> TASK STATEMENT
Quote exactly the lines running from the line with "QA task: the asset above is tagged with clump" to the end of the entries, including both, and nothing else.

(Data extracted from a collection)
___
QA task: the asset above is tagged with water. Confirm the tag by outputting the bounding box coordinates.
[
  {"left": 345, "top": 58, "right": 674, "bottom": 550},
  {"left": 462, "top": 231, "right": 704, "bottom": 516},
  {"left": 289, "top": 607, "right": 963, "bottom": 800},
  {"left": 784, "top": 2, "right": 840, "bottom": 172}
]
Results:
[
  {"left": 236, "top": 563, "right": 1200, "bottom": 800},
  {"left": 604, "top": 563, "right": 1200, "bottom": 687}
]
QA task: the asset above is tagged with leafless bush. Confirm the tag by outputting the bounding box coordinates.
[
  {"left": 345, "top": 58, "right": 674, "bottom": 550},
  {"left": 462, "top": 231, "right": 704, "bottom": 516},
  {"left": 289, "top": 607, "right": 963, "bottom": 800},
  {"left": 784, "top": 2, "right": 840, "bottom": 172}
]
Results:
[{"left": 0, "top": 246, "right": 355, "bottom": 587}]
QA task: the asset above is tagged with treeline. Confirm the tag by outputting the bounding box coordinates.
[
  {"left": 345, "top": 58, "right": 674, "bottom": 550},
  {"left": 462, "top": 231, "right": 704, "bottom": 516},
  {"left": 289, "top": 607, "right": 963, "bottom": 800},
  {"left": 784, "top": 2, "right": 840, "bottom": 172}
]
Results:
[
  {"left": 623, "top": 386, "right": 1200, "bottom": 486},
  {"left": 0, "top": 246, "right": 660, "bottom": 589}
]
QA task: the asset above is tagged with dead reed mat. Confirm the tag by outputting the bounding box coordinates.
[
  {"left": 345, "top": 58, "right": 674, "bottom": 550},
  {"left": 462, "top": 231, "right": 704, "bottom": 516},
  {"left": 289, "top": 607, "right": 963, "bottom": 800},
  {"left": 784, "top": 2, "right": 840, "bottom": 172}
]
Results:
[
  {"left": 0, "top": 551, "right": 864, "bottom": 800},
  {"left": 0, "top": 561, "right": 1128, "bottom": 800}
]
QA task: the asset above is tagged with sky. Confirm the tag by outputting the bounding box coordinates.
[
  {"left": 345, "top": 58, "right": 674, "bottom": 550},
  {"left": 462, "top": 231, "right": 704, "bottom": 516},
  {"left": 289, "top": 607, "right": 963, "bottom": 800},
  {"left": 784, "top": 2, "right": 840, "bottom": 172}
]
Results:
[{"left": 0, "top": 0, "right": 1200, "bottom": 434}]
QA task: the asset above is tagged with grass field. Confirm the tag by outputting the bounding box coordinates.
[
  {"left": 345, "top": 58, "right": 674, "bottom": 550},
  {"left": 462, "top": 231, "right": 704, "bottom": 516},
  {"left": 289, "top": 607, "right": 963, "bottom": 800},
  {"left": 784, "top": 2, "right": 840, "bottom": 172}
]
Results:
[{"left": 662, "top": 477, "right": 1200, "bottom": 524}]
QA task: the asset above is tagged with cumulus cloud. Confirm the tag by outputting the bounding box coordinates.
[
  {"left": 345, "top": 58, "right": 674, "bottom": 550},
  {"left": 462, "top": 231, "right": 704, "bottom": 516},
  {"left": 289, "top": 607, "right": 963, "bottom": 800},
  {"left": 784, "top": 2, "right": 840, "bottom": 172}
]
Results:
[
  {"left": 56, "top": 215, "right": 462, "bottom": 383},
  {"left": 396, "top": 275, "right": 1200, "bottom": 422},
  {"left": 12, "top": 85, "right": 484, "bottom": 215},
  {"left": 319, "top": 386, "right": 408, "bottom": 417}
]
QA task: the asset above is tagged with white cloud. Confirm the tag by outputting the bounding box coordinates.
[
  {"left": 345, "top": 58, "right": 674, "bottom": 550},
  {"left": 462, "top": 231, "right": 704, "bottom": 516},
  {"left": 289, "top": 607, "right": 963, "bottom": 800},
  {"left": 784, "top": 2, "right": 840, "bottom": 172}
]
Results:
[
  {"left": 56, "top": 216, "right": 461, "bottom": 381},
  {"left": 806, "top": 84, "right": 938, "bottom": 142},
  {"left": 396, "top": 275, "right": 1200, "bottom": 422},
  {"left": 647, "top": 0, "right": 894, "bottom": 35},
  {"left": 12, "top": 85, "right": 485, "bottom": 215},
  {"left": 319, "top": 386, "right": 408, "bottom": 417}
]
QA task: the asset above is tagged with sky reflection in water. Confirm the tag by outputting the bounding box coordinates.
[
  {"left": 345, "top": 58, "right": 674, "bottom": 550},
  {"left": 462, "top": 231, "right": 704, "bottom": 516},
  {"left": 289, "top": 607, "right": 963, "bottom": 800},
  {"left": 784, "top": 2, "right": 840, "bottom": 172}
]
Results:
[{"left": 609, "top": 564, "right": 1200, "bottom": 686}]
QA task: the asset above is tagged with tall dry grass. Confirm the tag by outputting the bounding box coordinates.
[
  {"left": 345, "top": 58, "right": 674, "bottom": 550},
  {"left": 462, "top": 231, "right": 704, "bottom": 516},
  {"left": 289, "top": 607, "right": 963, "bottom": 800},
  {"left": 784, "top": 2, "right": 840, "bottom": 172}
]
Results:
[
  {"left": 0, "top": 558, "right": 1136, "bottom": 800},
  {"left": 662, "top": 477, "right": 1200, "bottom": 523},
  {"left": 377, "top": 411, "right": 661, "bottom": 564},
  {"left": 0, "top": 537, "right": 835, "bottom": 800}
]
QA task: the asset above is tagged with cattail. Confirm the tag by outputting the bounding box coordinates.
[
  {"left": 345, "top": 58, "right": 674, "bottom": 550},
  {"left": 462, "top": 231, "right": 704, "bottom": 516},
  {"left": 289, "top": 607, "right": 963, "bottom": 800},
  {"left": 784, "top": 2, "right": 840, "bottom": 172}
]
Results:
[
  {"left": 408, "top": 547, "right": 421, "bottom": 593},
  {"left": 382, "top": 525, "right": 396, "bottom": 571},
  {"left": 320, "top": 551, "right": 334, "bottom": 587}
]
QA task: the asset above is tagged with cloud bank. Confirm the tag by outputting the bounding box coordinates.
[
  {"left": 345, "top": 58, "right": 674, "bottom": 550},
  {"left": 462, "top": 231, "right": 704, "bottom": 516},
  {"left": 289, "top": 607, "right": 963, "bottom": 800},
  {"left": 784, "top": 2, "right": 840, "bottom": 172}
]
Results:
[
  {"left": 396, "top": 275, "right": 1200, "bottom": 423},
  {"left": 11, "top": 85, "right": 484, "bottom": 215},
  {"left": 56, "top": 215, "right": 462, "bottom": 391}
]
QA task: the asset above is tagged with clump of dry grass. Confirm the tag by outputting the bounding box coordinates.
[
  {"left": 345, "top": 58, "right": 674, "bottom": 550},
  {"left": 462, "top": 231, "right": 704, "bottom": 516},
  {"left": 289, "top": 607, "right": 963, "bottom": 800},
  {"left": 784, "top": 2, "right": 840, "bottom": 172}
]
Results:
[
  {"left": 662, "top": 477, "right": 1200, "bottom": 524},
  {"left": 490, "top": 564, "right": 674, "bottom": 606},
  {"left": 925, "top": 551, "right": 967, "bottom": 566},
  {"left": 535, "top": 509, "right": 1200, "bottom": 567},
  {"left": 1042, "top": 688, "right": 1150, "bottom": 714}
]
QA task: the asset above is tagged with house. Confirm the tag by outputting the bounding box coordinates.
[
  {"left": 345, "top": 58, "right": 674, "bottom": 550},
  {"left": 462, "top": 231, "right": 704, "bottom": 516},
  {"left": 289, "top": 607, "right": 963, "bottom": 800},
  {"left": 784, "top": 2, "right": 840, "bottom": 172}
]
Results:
___
> RESULT
QA task: the asset above is tagged with clump of dry grass. Confirm the tag by outputting the bounding box coordinates.
[
  {"left": 345, "top": 58, "right": 674, "bottom": 550},
  {"left": 462, "top": 231, "right": 704, "bottom": 516},
  {"left": 289, "top": 607, "right": 963, "bottom": 800},
  {"left": 784, "top": 2, "right": 840, "bottom": 172}
]
Results:
[
  {"left": 662, "top": 477, "right": 1200, "bottom": 524},
  {"left": 490, "top": 564, "right": 674, "bottom": 606},
  {"left": 925, "top": 551, "right": 967, "bottom": 566},
  {"left": 535, "top": 509, "right": 1200, "bottom": 567},
  {"left": 1042, "top": 688, "right": 1150, "bottom": 714}
]
QA task: the asset above is tagged with house. Confirm the tag by outputting the bounding box coordinates.
[
  {"left": 345, "top": 58, "right": 674, "bottom": 550},
  {"left": 462, "top": 231, "right": 704, "bottom": 516},
  {"left": 289, "top": 607, "right": 963, "bottom": 800},
  {"left": 784, "top": 2, "right": 840, "bottom": 172}
]
Results:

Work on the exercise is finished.